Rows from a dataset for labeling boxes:
◇ ◇ ◇ ◇ ◇

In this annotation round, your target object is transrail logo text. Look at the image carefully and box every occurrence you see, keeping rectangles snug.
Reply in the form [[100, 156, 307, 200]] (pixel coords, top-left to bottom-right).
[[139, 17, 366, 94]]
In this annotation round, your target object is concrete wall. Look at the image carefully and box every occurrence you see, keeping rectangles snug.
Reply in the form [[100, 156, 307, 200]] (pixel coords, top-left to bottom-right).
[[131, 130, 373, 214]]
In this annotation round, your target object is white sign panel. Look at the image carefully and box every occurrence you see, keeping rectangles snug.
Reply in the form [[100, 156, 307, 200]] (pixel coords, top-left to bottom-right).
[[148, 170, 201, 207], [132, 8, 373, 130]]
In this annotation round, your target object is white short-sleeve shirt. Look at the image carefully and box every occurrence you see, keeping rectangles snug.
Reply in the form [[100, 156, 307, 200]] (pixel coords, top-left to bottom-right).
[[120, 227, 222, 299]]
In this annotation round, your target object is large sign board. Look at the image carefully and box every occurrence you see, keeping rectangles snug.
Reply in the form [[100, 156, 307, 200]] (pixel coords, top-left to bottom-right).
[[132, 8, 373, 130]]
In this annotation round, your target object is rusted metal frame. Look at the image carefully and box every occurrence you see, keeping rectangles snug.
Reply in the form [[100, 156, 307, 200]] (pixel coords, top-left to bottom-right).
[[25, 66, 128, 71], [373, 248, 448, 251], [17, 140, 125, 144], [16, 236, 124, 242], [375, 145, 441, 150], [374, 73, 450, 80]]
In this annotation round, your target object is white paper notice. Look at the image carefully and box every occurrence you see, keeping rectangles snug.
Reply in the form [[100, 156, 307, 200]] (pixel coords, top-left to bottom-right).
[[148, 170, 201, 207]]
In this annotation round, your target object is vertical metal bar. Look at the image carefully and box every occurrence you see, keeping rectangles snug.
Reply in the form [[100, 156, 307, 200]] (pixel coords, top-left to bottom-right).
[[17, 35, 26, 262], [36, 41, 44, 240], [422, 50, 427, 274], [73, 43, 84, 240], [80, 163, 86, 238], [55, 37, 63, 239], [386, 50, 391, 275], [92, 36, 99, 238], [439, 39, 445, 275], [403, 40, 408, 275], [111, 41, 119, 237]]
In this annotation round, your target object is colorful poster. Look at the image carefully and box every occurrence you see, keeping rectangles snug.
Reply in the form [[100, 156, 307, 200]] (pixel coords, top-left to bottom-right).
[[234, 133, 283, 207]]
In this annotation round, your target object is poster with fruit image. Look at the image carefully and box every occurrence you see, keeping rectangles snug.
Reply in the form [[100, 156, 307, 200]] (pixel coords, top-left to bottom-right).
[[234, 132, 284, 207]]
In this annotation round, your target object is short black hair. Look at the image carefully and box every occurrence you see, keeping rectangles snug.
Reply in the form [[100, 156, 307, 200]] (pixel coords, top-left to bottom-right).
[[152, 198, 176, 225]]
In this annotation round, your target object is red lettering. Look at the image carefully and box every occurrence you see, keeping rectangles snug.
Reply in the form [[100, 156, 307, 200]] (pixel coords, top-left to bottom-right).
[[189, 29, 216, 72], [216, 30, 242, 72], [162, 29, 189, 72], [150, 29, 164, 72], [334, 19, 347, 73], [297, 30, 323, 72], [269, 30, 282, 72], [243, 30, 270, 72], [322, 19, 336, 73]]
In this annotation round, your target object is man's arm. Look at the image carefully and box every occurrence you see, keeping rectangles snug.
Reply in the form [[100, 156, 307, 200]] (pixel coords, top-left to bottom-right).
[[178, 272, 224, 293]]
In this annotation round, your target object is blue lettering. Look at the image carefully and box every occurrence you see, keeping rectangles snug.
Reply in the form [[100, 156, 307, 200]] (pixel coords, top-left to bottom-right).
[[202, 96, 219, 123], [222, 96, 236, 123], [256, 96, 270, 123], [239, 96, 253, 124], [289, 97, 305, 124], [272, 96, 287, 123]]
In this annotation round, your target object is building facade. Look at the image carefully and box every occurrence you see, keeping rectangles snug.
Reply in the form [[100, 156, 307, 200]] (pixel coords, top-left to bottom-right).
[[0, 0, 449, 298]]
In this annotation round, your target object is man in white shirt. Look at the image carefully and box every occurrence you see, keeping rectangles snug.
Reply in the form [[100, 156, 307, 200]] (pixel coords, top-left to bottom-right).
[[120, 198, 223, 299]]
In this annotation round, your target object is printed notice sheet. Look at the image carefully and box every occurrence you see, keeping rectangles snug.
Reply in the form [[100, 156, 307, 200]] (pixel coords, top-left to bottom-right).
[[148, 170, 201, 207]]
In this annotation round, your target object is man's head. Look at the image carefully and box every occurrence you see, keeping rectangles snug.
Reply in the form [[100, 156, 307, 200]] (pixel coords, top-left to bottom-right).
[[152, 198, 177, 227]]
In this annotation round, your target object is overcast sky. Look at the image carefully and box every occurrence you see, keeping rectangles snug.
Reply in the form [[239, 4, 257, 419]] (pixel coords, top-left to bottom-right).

◇ ◇ ◇ ◇ ◇

## Exercise requirements
In the data above, reproduce the lines verbatim, beginning at the line that contains "is white short-sleeve" and stopping after the line that contains "[[132, 8, 373, 130]]".

## Written answer
In this annotation round, your target object is white short-sleeve shirt. Look at the image carefully and box every occurrence you see, keeping rectangles snug.
Reply in the form [[100, 156, 307, 200]] (pixel coords, top-left to bottom-right).
[[120, 227, 222, 299]]
In this annotation round, your target object is large sign board. Look at the image carefully and box every occurrence you see, keeping rectangles snug.
Reply in the form [[100, 156, 307, 200]] (pixel coords, top-left to bottom-right).
[[132, 8, 373, 130]]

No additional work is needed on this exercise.